Convert the data below into a numbered list with one line per entry, dropping the blank lines and leaving out the pictures.

Input rows:
=====
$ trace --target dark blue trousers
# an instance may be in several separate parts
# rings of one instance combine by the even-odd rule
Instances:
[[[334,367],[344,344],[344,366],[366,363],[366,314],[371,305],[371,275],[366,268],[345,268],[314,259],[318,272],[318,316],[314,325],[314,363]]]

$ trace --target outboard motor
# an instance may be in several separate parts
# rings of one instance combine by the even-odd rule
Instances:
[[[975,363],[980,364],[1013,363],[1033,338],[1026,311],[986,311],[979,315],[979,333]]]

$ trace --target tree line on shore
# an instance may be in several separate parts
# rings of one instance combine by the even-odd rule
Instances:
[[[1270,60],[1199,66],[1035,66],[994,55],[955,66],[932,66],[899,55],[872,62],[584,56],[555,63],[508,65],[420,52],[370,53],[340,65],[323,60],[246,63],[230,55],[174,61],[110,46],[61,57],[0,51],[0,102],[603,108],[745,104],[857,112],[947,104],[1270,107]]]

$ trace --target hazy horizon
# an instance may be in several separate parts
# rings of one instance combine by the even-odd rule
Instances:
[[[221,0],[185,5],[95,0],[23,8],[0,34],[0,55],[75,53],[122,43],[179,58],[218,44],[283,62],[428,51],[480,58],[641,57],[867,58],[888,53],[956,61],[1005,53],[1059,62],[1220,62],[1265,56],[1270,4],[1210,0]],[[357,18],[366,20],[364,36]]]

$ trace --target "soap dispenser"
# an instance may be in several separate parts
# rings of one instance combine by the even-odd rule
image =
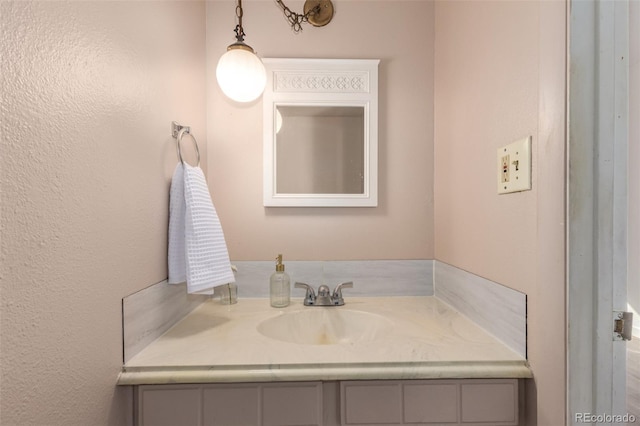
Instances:
[[[289,306],[291,280],[289,279],[289,275],[284,271],[281,254],[276,258],[276,271],[271,274],[269,286],[271,306],[274,308],[284,308],[285,306]]]

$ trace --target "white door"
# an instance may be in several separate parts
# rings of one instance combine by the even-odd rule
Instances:
[[[631,0],[637,3],[637,0]],[[632,11],[637,5],[632,5]],[[623,424],[627,310],[628,0],[570,2],[567,423]],[[595,416],[595,417],[594,417]]]
[[[627,344],[627,411],[640,423],[640,1],[629,4],[629,237],[627,303],[634,316]]]

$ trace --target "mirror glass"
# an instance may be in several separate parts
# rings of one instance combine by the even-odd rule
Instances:
[[[364,194],[362,106],[276,106],[276,193]]]
[[[376,207],[379,61],[263,62],[264,205]]]

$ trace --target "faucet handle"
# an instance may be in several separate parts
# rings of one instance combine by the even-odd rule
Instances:
[[[348,281],[346,283],[338,284],[335,290],[333,290],[333,304],[336,306],[344,305],[344,299],[342,298],[343,288],[353,288],[353,281]]]
[[[316,292],[313,291],[313,287],[309,284],[296,282],[293,285],[295,288],[304,288],[306,289],[306,293],[304,294],[304,304],[305,305],[313,305],[316,301]]]

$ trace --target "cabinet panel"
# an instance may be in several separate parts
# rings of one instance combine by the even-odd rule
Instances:
[[[461,386],[463,424],[518,424],[516,380],[464,383]]]
[[[138,401],[138,424],[140,425],[200,425],[199,387],[141,386]]]
[[[341,386],[345,425],[402,424],[402,388],[398,382],[347,382]]]
[[[319,426],[321,424],[322,383],[263,386],[263,426]]]
[[[260,395],[255,385],[205,387],[205,426],[255,426],[260,418]]]
[[[405,384],[403,393],[405,423],[458,423],[457,384]]]

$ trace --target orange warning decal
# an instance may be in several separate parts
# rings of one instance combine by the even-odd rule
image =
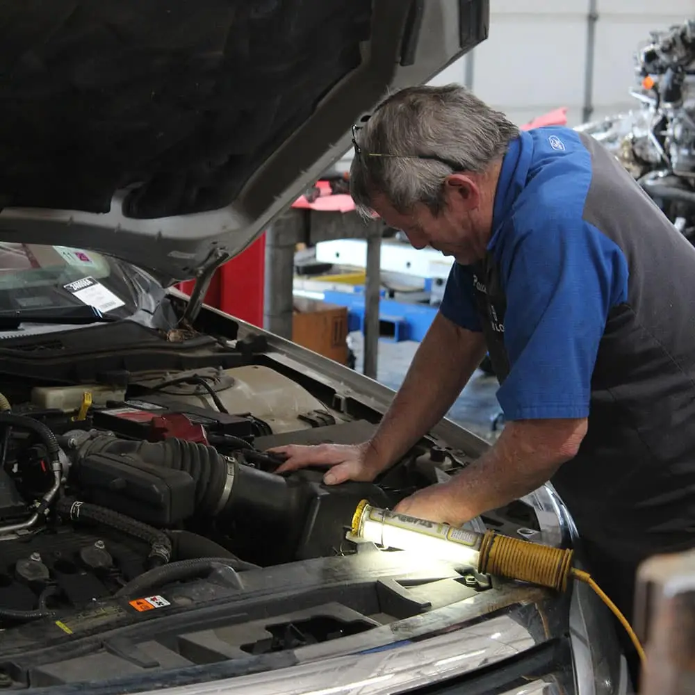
=====
Task output:
1. $ trace --target dark blue trousers
2. # an instance may be in several separate parts
3. # rings of one instance combine by the even-odd rule
4. Instances:
5. [[[334,367],[344,344],[344,366],[366,363],[366,314],[371,305],[371,275],[366,268],[345,268],[314,259],[318,272],[318,316],[314,325],[314,363]]]
6. $ trace --target outboard motor
7. # an instance may be in several separate parts
8. # rings of one instance combine by the even-odd rule
9. Instances:
10. [[[975,363],[980,364],[1013,363],[1033,338],[1026,311],[986,311],[979,315],[979,333]]]
11. $ trace --target tree line on shore
12. # an instance may be in several separate parts
13. # rings of one instance combine by the even-odd rule
14. Instances:
15. [[[1270,60],[1199,66],[1035,66],[994,55],[955,66],[932,66],[899,55],[872,62],[584,56],[555,63],[508,65],[420,52],[370,53],[340,65],[323,60],[246,63],[230,55],[174,61],[110,46],[61,57],[0,51],[0,102],[603,108],[745,104],[857,112],[947,104],[1270,107]]]
16. $ trace --target hazy horizon
17. # an instance may be in several separate parts
18. # rings of one instance combine by the even-odd rule
19. Instances:
20. [[[221,0],[185,5],[95,0],[23,8],[0,34],[0,55],[75,53],[122,43],[179,58],[218,44],[283,62],[428,51],[480,58],[641,57],[867,58],[888,53],[956,61],[1005,53],[1059,62],[1220,62],[1265,56],[1270,4],[1210,0]],[[357,18],[366,20],[364,36]]]
21. $ trace --target "soap dispenser"
22. # an instance may be in several separate parts
23. # rings of one instance combine by the even-odd rule
24. image =
25. Instances:
26. [[[289,306],[291,280],[289,279],[289,275],[284,271],[281,254],[276,258],[276,271],[271,274],[269,286],[271,306],[274,308],[284,308],[285,306]]]
27. $ trace --target "white door"
28. # an instance may be in several separate parts
29. # rings of one instance combine by the even-odd rule
30. Instances:
31. [[[631,0],[637,3],[637,0]],[[632,11],[637,5],[632,5]],[[623,424],[627,310],[628,0],[570,2],[567,423]],[[595,416],[595,417],[594,417]]]
32. [[[627,344],[627,411],[640,423],[640,1],[629,4],[629,237],[627,303],[634,316]]]
33. $ trace --target "mirror glass"
34. # an instance may be in several separate parts
35. # rings of one instance combine by the even-odd rule
36. Instances:
37. [[[364,194],[362,106],[276,106],[276,193]]]
38. [[[376,207],[379,61],[263,62],[264,205]]]
39. $ trace --target "faucet handle"
40. # an instance may be in several separate parts
41. # rings of one instance combine by the even-odd rule
42. Instances:
43. [[[348,281],[346,283],[338,284],[335,290],[333,290],[333,304],[336,306],[344,305],[344,299],[342,298],[343,288],[353,288],[353,281]]]
44. [[[316,292],[313,291],[313,287],[309,284],[296,282],[293,285],[295,288],[304,288],[306,289],[306,293],[304,294],[304,304],[305,305],[313,305],[316,301]]]
45. $ trace --target "cabinet panel"
46. # an instance may be in several separate parts
47. # rings of one instance combine by the even-odd rule
48. Instances:
49. [[[461,386],[463,424],[518,424],[516,380],[464,383]]]
50. [[[138,401],[138,424],[140,425],[200,425],[199,387],[141,386]]]
51. [[[341,386],[345,425],[402,424],[402,388],[398,382],[347,382]]]
52. [[[319,426],[321,424],[322,383],[263,386],[263,426]]]
53. [[[260,395],[255,385],[205,387],[205,426],[255,426],[260,418]]]
54. [[[405,384],[403,393],[405,423],[458,423],[457,384]]]
55. $ trace --target orange warning decal
56. # an instance may be in several separate parts
57. # rings of one instance combine by the even-odd rule
58. image =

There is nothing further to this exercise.